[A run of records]
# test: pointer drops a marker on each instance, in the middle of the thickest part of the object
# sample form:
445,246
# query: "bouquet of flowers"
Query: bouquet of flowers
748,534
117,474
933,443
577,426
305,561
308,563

## TASK STATEMENT
Transcribe each entry exactly.

## FULL SOLUTION
# test: pointer drops a marker on each instance, in the middle of the thickest part of the object
# sample form:
445,246
# query: "bouquet of flowers"
Query: bouquet of flowers
748,534
117,474
933,443
577,426
305,561
308,563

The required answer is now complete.